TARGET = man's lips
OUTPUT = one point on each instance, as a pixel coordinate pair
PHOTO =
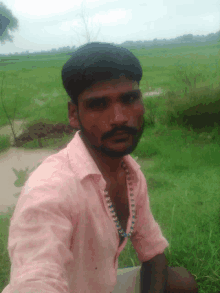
(120, 135)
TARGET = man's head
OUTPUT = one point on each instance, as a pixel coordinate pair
(102, 81)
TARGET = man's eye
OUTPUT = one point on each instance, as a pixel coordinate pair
(97, 104)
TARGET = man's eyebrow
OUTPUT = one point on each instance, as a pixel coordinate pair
(104, 97)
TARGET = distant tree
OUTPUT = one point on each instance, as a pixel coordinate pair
(7, 23)
(84, 25)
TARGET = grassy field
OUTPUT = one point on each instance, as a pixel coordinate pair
(183, 181)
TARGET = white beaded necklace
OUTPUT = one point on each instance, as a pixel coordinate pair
(112, 210)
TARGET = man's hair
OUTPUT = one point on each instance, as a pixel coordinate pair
(96, 62)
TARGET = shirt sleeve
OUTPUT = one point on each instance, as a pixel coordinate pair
(147, 238)
(39, 240)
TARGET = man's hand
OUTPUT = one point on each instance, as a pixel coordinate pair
(154, 275)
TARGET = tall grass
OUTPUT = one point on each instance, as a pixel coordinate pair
(183, 177)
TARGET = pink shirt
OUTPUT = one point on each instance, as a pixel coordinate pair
(62, 237)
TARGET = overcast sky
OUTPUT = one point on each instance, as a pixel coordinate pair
(47, 24)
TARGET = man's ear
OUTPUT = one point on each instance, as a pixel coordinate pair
(73, 115)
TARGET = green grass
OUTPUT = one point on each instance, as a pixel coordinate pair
(183, 180)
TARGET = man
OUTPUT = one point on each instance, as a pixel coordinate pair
(78, 208)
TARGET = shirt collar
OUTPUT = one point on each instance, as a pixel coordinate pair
(79, 156)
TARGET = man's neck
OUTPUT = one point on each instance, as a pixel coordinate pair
(109, 167)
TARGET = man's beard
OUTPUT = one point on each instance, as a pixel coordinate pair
(88, 138)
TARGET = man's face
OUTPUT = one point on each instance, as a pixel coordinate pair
(109, 107)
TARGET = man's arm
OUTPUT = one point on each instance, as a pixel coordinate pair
(154, 275)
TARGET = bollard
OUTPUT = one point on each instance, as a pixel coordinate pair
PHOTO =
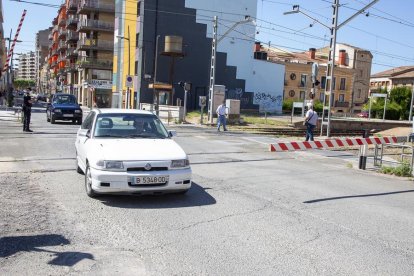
(363, 152)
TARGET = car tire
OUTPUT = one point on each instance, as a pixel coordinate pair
(183, 192)
(78, 169)
(88, 183)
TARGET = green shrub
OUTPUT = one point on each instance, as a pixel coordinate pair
(401, 170)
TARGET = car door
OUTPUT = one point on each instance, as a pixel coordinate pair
(82, 138)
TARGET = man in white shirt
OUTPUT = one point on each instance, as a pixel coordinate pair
(311, 120)
(221, 116)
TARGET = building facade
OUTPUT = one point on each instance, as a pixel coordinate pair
(351, 75)
(257, 83)
(27, 69)
(81, 51)
(395, 77)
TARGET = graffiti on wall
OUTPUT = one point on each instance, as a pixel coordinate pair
(267, 101)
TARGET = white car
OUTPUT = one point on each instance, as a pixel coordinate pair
(130, 151)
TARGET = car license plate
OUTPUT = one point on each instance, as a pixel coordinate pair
(147, 180)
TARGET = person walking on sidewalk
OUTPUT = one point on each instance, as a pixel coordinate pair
(27, 111)
(311, 120)
(221, 116)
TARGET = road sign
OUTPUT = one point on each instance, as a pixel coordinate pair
(129, 81)
(202, 101)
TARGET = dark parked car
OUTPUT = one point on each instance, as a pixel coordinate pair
(363, 114)
(64, 107)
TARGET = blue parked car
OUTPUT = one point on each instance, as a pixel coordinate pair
(64, 107)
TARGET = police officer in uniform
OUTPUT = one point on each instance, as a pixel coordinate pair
(27, 111)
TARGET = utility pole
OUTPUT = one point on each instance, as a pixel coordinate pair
(212, 70)
(411, 105)
(329, 85)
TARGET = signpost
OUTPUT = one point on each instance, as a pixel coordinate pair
(378, 95)
(129, 83)
(202, 102)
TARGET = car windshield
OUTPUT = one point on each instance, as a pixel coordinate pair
(64, 99)
(131, 126)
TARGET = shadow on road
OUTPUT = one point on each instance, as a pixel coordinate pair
(356, 196)
(196, 196)
(12, 245)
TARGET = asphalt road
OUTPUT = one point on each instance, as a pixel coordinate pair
(250, 212)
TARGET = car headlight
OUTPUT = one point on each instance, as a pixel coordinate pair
(182, 163)
(110, 165)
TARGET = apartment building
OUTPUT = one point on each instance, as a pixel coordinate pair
(395, 77)
(81, 51)
(171, 41)
(351, 75)
(27, 66)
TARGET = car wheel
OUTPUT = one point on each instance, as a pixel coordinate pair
(183, 192)
(78, 169)
(88, 182)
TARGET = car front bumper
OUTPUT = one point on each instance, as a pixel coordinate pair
(65, 117)
(121, 182)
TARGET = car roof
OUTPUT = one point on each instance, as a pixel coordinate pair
(63, 94)
(122, 111)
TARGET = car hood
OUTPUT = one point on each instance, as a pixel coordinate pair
(66, 106)
(139, 149)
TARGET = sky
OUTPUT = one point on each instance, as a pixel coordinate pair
(387, 31)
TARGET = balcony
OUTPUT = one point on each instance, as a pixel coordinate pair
(88, 6)
(61, 22)
(62, 33)
(72, 6)
(88, 25)
(93, 63)
(71, 53)
(72, 36)
(71, 68)
(341, 104)
(62, 46)
(72, 23)
(95, 44)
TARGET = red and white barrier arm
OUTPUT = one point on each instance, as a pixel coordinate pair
(6, 65)
(335, 143)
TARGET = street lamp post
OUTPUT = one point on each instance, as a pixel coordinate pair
(128, 99)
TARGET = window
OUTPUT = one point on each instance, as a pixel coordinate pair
(321, 96)
(342, 85)
(323, 82)
(303, 80)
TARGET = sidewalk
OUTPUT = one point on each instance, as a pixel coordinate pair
(8, 115)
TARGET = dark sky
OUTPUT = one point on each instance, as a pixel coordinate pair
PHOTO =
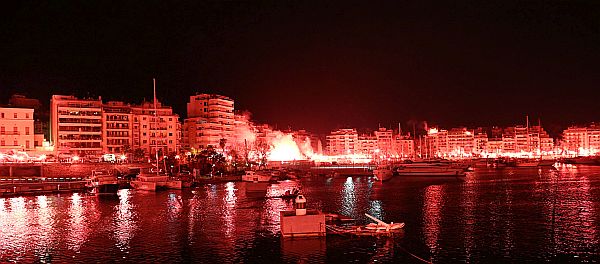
(317, 65)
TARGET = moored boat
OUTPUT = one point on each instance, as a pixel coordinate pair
(256, 176)
(383, 173)
(149, 181)
(103, 182)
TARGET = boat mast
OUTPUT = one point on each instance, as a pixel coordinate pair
(155, 122)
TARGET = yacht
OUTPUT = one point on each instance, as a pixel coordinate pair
(103, 182)
(152, 181)
(383, 173)
(256, 176)
(430, 170)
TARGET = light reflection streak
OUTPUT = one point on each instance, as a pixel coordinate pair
(125, 221)
(432, 210)
(468, 204)
(45, 240)
(229, 211)
(78, 230)
(574, 213)
(348, 206)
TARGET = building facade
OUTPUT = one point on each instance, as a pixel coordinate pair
(342, 142)
(16, 129)
(155, 128)
(117, 129)
(76, 125)
(210, 121)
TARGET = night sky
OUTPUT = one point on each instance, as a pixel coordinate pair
(317, 65)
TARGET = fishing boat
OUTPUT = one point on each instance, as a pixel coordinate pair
(429, 170)
(383, 173)
(103, 182)
(257, 176)
(153, 181)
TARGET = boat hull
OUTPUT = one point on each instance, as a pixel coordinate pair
(143, 185)
(112, 188)
(383, 174)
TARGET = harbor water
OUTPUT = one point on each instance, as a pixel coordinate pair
(511, 215)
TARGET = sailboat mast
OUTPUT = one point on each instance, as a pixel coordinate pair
(155, 122)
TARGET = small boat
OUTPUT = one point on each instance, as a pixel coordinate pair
(383, 173)
(382, 225)
(257, 176)
(149, 181)
(429, 170)
(103, 182)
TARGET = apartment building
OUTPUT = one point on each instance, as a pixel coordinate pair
(155, 128)
(117, 129)
(342, 142)
(76, 125)
(210, 121)
(16, 129)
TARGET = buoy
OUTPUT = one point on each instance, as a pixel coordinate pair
(300, 205)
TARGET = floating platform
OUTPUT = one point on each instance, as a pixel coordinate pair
(362, 231)
(310, 225)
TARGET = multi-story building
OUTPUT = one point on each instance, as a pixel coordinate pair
(404, 146)
(480, 141)
(117, 129)
(41, 115)
(16, 129)
(342, 142)
(210, 121)
(435, 143)
(155, 128)
(579, 140)
(384, 141)
(367, 145)
(461, 142)
(302, 137)
(76, 125)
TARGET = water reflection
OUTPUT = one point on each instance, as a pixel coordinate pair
(432, 214)
(78, 229)
(494, 215)
(348, 198)
(229, 211)
(125, 220)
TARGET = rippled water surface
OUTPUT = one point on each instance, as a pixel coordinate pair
(510, 215)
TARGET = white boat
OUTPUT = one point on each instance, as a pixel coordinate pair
(383, 225)
(257, 176)
(152, 181)
(383, 173)
(527, 163)
(103, 182)
(429, 170)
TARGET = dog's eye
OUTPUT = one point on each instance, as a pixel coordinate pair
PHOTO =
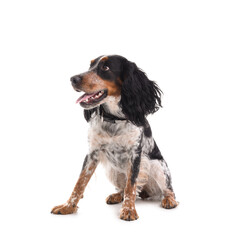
(105, 68)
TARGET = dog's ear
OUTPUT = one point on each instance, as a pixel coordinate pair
(139, 95)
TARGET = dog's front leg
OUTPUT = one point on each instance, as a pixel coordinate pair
(128, 211)
(89, 166)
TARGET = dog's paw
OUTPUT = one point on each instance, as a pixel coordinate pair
(169, 202)
(128, 214)
(64, 209)
(114, 198)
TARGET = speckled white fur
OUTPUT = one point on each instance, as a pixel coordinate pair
(116, 144)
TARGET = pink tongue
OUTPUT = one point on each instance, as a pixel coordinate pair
(84, 97)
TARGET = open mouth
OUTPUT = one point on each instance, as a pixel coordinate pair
(91, 98)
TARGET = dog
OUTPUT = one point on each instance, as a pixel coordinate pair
(117, 98)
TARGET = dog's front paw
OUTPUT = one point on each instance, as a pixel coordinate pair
(128, 214)
(114, 198)
(64, 209)
(169, 202)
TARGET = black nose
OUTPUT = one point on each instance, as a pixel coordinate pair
(75, 79)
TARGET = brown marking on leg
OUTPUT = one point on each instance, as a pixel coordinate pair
(71, 205)
(128, 211)
(169, 201)
(115, 198)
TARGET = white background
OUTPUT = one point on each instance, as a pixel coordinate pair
(193, 49)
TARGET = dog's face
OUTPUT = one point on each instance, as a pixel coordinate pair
(103, 79)
(115, 76)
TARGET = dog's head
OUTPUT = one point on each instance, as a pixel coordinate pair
(115, 76)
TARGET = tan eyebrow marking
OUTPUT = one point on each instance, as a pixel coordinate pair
(104, 58)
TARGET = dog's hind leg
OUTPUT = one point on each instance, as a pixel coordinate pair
(89, 166)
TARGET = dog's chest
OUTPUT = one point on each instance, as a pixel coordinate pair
(115, 141)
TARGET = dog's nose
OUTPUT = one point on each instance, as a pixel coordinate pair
(75, 79)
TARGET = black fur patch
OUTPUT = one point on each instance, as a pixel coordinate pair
(147, 131)
(155, 153)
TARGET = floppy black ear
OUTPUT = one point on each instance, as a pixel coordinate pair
(139, 95)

■ **WHAT YOU NEED TO DO**:
From the first line of the records through the line containing "TARGET = green grass", please output exactly those lines and nothing more, leaving out the pictures.

■ **SOLUTION FOR THIS TASK**:
TARGET = man's lips
OUTPUT = one point on each instance, as a pixel coordinate pair
PHOTO =
(120, 135)
TARGET = man's head
OUTPUT = one point on each instance, as a pixel coordinate pair
(102, 81)
TARGET = man's eye
OUTPUT = one point on each instance, as a pixel coordinate pair
(97, 104)
TARGET = man's eyebrow
OUTPUT = one point on each instance, as a pixel coordinate pair
(104, 97)
TARGET = distant tree
OUTPUT = one point on each instance, as a pixel coordinate pair
(7, 23)
(84, 25)
TARGET = grassy field
OUTPUT = one point on each instance, as a pixel coordinate pair
(183, 181)
TARGET = white beaded necklace
OUTPUT = one point on each instance, as a pixel coordinate pair
(112, 210)
TARGET = man's hair
OUTPUT = one point on each instance, as a pixel coordinate pair
(96, 62)
TARGET = shirt sleeve
OUTPUT = one point on each instance, as a pixel coordinate pair
(147, 238)
(39, 240)
TARGET = man's hand
OUTPUT = one point on each instance, as a pixel coordinate pair
(154, 275)
TARGET = tall grass
OUTPUT = one point on each instance, as a pixel coordinate pair
(183, 177)
TARGET = pink shirt
OUTPUT = one point on each instance, as a pixel coordinate pair
(62, 237)
TARGET = overcast sky
OUTPUT = one point on each instance, as a pixel coordinate pair
(47, 24)
TARGET = man's ear
OUTPUT = one point on each instance, as a pixel coordinate pair
(73, 115)
TARGET = green grass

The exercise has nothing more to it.